### Problem to solve
For each line below that holds the word "this", make a copy.

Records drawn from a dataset

****

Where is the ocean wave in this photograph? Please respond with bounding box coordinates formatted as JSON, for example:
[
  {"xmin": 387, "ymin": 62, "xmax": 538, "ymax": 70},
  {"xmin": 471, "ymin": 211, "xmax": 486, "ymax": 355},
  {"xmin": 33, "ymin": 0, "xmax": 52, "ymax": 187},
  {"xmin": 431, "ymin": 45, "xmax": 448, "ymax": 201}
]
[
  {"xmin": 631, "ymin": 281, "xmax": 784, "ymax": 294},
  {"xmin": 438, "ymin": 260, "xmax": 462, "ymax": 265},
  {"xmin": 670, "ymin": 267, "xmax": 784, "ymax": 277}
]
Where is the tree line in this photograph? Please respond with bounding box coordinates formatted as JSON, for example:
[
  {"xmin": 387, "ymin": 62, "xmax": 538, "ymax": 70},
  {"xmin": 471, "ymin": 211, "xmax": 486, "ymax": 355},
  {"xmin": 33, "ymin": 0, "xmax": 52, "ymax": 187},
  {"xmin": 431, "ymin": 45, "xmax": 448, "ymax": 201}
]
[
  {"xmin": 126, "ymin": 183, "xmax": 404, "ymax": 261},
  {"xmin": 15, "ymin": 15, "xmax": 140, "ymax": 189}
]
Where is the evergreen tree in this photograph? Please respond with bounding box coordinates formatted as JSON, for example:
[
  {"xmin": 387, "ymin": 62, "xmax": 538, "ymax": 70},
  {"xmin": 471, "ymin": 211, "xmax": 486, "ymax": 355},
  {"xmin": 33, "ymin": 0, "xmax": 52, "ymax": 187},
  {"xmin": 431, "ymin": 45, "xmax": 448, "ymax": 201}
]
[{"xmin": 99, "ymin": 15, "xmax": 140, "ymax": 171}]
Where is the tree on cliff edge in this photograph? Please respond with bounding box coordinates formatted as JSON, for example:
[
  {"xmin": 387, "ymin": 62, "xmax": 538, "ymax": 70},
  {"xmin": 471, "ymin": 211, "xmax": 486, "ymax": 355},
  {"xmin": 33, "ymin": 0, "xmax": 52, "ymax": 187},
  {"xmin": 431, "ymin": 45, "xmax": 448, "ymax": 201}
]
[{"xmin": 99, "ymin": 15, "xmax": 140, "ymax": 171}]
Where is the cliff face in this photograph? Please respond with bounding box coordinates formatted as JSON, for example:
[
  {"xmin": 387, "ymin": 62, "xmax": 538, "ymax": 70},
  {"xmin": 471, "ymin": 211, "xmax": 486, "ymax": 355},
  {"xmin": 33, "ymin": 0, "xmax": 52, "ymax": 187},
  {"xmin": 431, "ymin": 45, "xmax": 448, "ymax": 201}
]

****

### Finished exercise
Where is the ocean wave in this photograph? Please respond with bounding box coordinates formatted as JSON, for example:
Where is the tree line in this photograph? Please respond with bounding box coordinates formatted as JSON, for example:
Where is the evergreen tree in this photograph? Please respond with bounding box coordinates formatted as JSON, for example:
Where is the tree on cliff edge in this photograph? Please respond with bounding box coordinates formatted as JSON, for example:
Where is the cliff face in this photograph? Please respond with bounding box coordinates formatted as JSON, for example:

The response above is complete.